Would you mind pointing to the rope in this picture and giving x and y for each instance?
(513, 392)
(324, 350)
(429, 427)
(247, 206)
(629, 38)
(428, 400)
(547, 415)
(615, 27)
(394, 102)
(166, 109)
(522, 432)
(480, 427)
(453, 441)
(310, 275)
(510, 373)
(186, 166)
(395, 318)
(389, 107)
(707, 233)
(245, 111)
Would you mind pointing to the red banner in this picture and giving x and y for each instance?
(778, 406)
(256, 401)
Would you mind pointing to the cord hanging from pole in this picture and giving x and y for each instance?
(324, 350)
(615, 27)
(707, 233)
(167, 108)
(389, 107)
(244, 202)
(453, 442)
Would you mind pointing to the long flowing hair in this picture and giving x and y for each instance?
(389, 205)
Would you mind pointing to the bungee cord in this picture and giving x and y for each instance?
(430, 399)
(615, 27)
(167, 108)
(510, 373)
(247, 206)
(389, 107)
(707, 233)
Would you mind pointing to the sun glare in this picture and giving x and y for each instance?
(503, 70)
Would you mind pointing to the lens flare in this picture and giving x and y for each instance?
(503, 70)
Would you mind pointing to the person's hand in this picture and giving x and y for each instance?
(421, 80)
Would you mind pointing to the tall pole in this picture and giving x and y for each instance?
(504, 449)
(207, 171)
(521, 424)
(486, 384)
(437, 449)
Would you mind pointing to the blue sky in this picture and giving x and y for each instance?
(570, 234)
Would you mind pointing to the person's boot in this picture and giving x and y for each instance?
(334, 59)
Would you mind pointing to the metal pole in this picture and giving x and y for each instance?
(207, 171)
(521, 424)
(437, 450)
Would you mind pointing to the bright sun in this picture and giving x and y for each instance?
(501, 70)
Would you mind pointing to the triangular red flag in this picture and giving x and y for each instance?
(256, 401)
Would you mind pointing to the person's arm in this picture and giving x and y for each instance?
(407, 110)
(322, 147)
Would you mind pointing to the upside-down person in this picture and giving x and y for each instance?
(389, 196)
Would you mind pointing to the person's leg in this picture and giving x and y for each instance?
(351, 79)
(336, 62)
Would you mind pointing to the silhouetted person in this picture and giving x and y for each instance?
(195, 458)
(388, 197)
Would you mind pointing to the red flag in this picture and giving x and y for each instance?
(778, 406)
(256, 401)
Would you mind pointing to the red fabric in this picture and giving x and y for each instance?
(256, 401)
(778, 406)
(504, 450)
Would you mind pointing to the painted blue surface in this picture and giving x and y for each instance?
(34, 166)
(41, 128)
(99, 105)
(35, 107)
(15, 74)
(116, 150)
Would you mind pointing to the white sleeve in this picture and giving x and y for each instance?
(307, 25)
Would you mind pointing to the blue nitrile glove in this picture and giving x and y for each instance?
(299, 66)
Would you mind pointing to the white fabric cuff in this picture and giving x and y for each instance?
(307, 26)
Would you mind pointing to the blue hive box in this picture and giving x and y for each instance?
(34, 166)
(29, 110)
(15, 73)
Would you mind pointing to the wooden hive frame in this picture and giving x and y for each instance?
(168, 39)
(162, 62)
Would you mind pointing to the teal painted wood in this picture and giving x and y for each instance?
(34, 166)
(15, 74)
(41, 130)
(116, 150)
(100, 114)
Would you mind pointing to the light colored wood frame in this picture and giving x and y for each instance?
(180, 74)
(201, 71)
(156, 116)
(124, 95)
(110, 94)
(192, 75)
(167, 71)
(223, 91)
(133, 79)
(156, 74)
════════════════
* Written task *
Rewrite everything from the line containing "Would you mind pointing to the red flag" down to the last line of the listing, both included and requests kept, adding -53 to every x and y coordinate in the answers.

* Full answer *
Would you mind pointing to the red flag in this picture and giving x and y for each instance?
(725, 353)
(203, 348)
Would you mind pointing to the red fabric in this picture and giving x and y for each instance?
(203, 348)
(725, 353)
(451, 397)
Would you mind pointing to the painted blue surface in this picture and giving x and y for each instance?
(-19, 113)
(-12, 75)
(46, 52)
(-18, 54)
(-38, 21)
(63, 97)
Would you mind pointing to the white sleeve in this picture and giving x and y for each instance?
(254, -28)
Would you mind pointing to the blue nitrile glove in this picture and giving x and y for each instance?
(246, 13)
Would you mind pointing to the white fabric cuff in this picture and giving x and y for each instance?
(254, -27)
Would you mind pointing to the blue hive box in this picture and giving x and y for each instance?
(-19, 113)
(-24, 57)
(-38, 20)
Would you mind pointing to the wooden hive frame in this picture and giving x and y for each instance?
(115, -14)
(109, 9)
Would you mind pointing to the teal painted wood in this picture and giving x and y for each instance?
(-19, 113)
(-38, 21)
(-12, 77)
(63, 97)
(47, 61)
Would you mind pointing to the light colored wood frame in this picture and giving x and y for each instance?
(127, 21)
(148, 18)
(103, 63)
(71, 42)
(57, 41)
(139, 22)
(114, 18)
(170, 38)
(80, 26)
(103, 21)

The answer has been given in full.